He went on to explain that he was still working on many difficult, interesting problems that, when solved, could be represented in textbooks for centuries. He did not want such a "simple idea" as minimum reduncancy coding to bear his name. Students wondered and discused among themselves: was this humility, or hubris?

## not one-to-one on finite messages

The Huffman coding is not one-to-one for finite messages. Suppose the message consists completely of the same character (e.g. a file full of 'aaaaaaaaaaaaaaaaaaaa...'); then that character would be assigned the empty bitstring; and the message would encode to the empty string. But such messages of different lengths would all encode to the empty string, hence the information about the length is lost. If you think about decoding such a message, you would also see the problem: you have an empty encoded message, but you also have a symbol whose code is the empty bitstring, so you don't know how many characters to write out.

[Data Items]
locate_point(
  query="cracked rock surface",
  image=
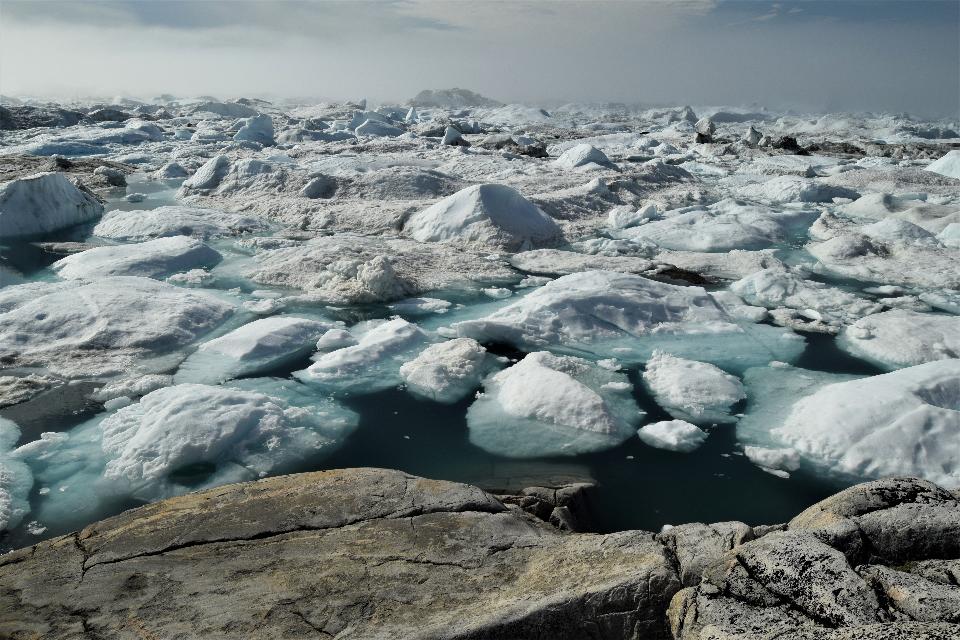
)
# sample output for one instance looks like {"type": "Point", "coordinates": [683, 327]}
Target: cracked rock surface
{"type": "Point", "coordinates": [372, 553]}
{"type": "Point", "coordinates": [359, 553]}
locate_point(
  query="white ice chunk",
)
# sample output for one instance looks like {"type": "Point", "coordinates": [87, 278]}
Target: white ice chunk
{"type": "Point", "coordinates": [256, 347]}
{"type": "Point", "coordinates": [43, 203]}
{"type": "Point", "coordinates": [779, 287]}
{"type": "Point", "coordinates": [582, 155]}
{"type": "Point", "coordinates": [372, 364]}
{"type": "Point", "coordinates": [551, 405]}
{"type": "Point", "coordinates": [693, 391]}
{"type": "Point", "coordinates": [487, 214]}
{"type": "Point", "coordinates": [112, 326]}
{"type": "Point", "coordinates": [135, 226]}
{"type": "Point", "coordinates": [604, 314]}
{"type": "Point", "coordinates": [672, 435]}
{"type": "Point", "coordinates": [902, 338]}
{"type": "Point", "coordinates": [723, 226]}
{"type": "Point", "coordinates": [446, 372]}
{"type": "Point", "coordinates": [152, 259]}
{"type": "Point", "coordinates": [948, 165]}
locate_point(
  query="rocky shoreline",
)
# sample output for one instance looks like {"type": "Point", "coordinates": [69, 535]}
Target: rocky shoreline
{"type": "Point", "coordinates": [371, 553]}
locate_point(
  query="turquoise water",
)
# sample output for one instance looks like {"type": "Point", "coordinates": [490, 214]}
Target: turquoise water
{"type": "Point", "coordinates": [638, 486]}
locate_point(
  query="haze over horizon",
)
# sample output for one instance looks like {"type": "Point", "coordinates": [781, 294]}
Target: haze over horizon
{"type": "Point", "coordinates": [856, 55]}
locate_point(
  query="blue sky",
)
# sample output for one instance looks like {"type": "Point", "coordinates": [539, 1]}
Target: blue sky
{"type": "Point", "coordinates": [879, 55]}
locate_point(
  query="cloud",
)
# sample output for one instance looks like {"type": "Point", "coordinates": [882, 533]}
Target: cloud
{"type": "Point", "coordinates": [709, 52]}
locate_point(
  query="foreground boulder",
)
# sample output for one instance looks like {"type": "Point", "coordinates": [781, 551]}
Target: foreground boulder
{"type": "Point", "coordinates": [353, 553]}
{"type": "Point", "coordinates": [371, 553]}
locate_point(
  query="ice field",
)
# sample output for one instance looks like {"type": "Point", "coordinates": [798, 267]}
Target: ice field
{"type": "Point", "coordinates": [713, 313]}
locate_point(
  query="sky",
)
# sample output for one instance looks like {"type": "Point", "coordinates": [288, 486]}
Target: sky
{"type": "Point", "coordinates": [806, 55]}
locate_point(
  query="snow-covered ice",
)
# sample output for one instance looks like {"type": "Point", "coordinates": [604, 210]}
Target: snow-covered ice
{"type": "Point", "coordinates": [487, 214]}
{"type": "Point", "coordinates": [447, 371]}
{"type": "Point", "coordinates": [552, 405]}
{"type": "Point", "coordinates": [151, 259]}
{"type": "Point", "coordinates": [609, 314]}
{"type": "Point", "coordinates": [672, 435]}
{"type": "Point", "coordinates": [902, 338]}
{"type": "Point", "coordinates": [693, 391]}
{"type": "Point", "coordinates": [42, 203]}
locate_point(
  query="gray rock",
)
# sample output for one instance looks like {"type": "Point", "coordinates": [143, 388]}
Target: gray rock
{"type": "Point", "coordinates": [352, 553]}
{"type": "Point", "coordinates": [696, 545]}
{"type": "Point", "coordinates": [914, 596]}
{"type": "Point", "coordinates": [889, 520]}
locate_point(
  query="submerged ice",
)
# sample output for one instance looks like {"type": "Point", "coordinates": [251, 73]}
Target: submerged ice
{"type": "Point", "coordinates": [189, 292]}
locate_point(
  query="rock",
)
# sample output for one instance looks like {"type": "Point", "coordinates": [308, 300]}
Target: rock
{"type": "Point", "coordinates": [114, 177]}
{"type": "Point", "coordinates": [889, 520]}
{"type": "Point", "coordinates": [296, 556]}
{"type": "Point", "coordinates": [696, 546]}
{"type": "Point", "coordinates": [453, 137]}
{"type": "Point", "coordinates": [43, 203]}
{"type": "Point", "coordinates": [914, 596]}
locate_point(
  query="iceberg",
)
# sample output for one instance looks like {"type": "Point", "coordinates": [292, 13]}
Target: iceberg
{"type": "Point", "coordinates": [448, 371]}
{"type": "Point", "coordinates": [152, 259]}
{"type": "Point", "coordinates": [43, 203]}
{"type": "Point", "coordinates": [693, 391]}
{"type": "Point", "coordinates": [672, 435]}
{"type": "Point", "coordinates": [371, 365]}
{"type": "Point", "coordinates": [118, 326]}
{"type": "Point", "coordinates": [487, 214]}
{"type": "Point", "coordinates": [549, 405]}
{"type": "Point", "coordinates": [255, 348]}
{"type": "Point", "coordinates": [175, 220]}
{"type": "Point", "coordinates": [602, 314]}
{"type": "Point", "coordinates": [902, 338]}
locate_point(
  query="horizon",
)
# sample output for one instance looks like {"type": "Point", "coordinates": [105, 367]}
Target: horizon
{"type": "Point", "coordinates": [872, 55]}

## GIVEN REQUEST 1
From the text on Huffman coding, output the stretch from "He went on to" through "humility, or hubris?" word for word.
## GIVEN REQUEST 2
Translate this sentence from the text on Huffman coding into French: "The Huffman coding is not one-to-one for finite messages."
The listing above comes from a separate source.

## FULL SOLUTION 1
He went on to explain that he was still working on many difficult, interesting problems that, when solved, could be represented in textbooks for centuries. He did not want such a "simple idea" as minimum reduncancy coding to bear his name. Students wondered and discused among themselves: was this humility, or hubris?

## FULL SOLUTION 2
Le codage de Huffman n'est pas injectif pour les messages finis.